> What to do:
(a) In the Baldrick passage, reproduce word for word the portion starting at "This Baldrick survived" and ending at "remains intensely loyal.".
(b) List every reply Baldrick gives when Blackadder asks him how many beans he has in the Baldrick passage.
(c) Write what comes next in the Baldrick passage, picking up after its final sentence.

> Reading passage:
☆ ☆ ☆ ☆ ☆

Although cleverer than the Prince, Baldrick, knowing his place in the medieval pecking-order, holds him in awe. He often leads cheers in the Prince's honour (along with Lord Percy, who tries hard to join in), fills his head with illusions of grandeur, and often ends up doing his dirty work. This included carrying the decapitated body of Richard III and sleeping with the Spanish Infanta, Edmund's fiancée, making her unchaste in hopes that this would prevent the marriage. The latter task resulted in several injuries, including a seriously blackened eye. When Baldrick is abandoned by Edmund in the final episode, a tear falls from his eye.

This Baldrick also has cunning plans that, contrary to most of those of his descendants, mostly work. For instance, when Edmund seeks to kill Dougal McAngus, Baldrick suggests that he gets a cannon, takes McAngus outside, makes him stick his head down the cannon and then blow it off. Edmund scoffs at this, and instead tries to kill McAngus using several different "cunning plans" of his own. After having failed miserably with all of these, he resorts to using Baldrick's original plan, which works.

It is Baldrick who suggests the title "The Black Adder" for Prince Edmund, which his descendants later adopt as a surname.

This Baldrick survived the last episode as he and Lord Percy had poisoned the wine to stop the Black Seal. But Percy poisoned the whole batch, killing the king, the queen, Prince Harry, the entire court and Edmund. He and Percy tried to stop them but they were too late, running in after the credits when everybody was already dead.

The "clever" Baldrick character was abandoned after the first series, becoming steadily more foolish with each incarnation.

===Blackadder II===

The Elizabethan Baldrick is the servant and bondsman to Lord Blackadder. He has been in Blackadder's family since 1532, when he was two years old. He has a bedroom in Blackadder's house, but has also been forced to sleep in the gutter and on the roof. He has a tendency to eat dung. While his master treats him with utter contempt, he remains intensely loyal.

This Baldrick is considerably less intelligent than his medieval ancestor, although not as dim as future Baldricks. A kindly soul, Baldrick's lack of formal education is compensated for by his basic streetwise cunning. While his "cunning plans" do sometimes have a strange, twisted and often perverse logic and cunning to them, he is nevertheless incredibly stupid. For example, in the episode "Head", Blackadder attempts to teach Baldrick how to add, asking if he had "two beans, and I add two more beans, what does that make?" Baldrick replies, "Some beans", "Three beans... and that one", and "a very small casserole".

☆ ☆ ☆ ☆ ☆

> Information supplied:
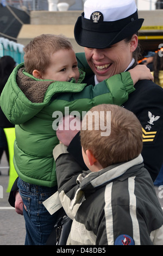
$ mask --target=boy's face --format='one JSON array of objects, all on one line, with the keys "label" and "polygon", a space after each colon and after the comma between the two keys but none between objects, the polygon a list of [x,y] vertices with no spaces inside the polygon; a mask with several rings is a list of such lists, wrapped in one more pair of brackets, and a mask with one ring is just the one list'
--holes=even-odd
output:
[{"label": "boy's face", "polygon": [[53,53],[51,64],[42,75],[42,79],[68,81],[73,77],[77,82],[79,77],[78,63],[73,49],[60,50]]}]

☆ ☆ ☆ ☆ ☆

> The replies:
(a)
This Baldrick survived the last episode as he and Lord Percy had poisoned the wine to stop the Black Seal. But Percy poisoned the whole batch, killing the king, the queen, Prince Harry, the entire court and Edmund. He and Percy tried to stop them but they were too late, running in after the credits when everybody was already dead.

The "clever" Baldrick character was abandoned after the first series, becoming steadily more foolish with each incarnation.

===Blackadder II===

The Elizabethan Baldrick is the servant and bondsman to Lord Blackadder. He has been in Blackadder's family since 1532, when he was two years old. He has a bedroom in Blackadder's house, but has also been forced to sleep in the gutter and on the roof. He has a tendency to eat dung. While his master treats him with utter contempt, he remains intensely loyal.

(b)
- "Some beans"
- "Three beans... and that one"
- "a very small casserole"

(c)
Baldrick loves turnips, a trait that would also be present in his descendants. In the episode "Beer", where he and Percy famously discover a turnip shaped like a "thingy". Baldrick is particularly delighted by the discovery, because it contrasts with his own "thingy" which is shaped like a turnip. In the same episode Baldrick reveals his recipe for "Turnip Surprise" – "the surprise is: there's nothing in it except the turnip".

===Blackadder: The Cavalier Years===

Baldrick (possibly died 1649) is servant to Sir Edmund Blackadder. Like his Elizabethan ancestor, he moonlights as an executioner, although in his case it is part of a cunning plan to save the life of Charles I of England by replacing his head with a pumpkin. His plan fails. When Blackadder is about to be captured he quickly disguises himself as a Roundhead and leaves Baldrick to be killed instead. He is the son of a pig farmer and a bearded lady.

===Blackadder the Third===

The Baldrick of Regency Britain works as an "underscrogsman" (apprentice dogsbody) to Mr. E. Blackadder Esq., butler to Prince George. He lives in a pipe in the upstairs water closet of the Palace.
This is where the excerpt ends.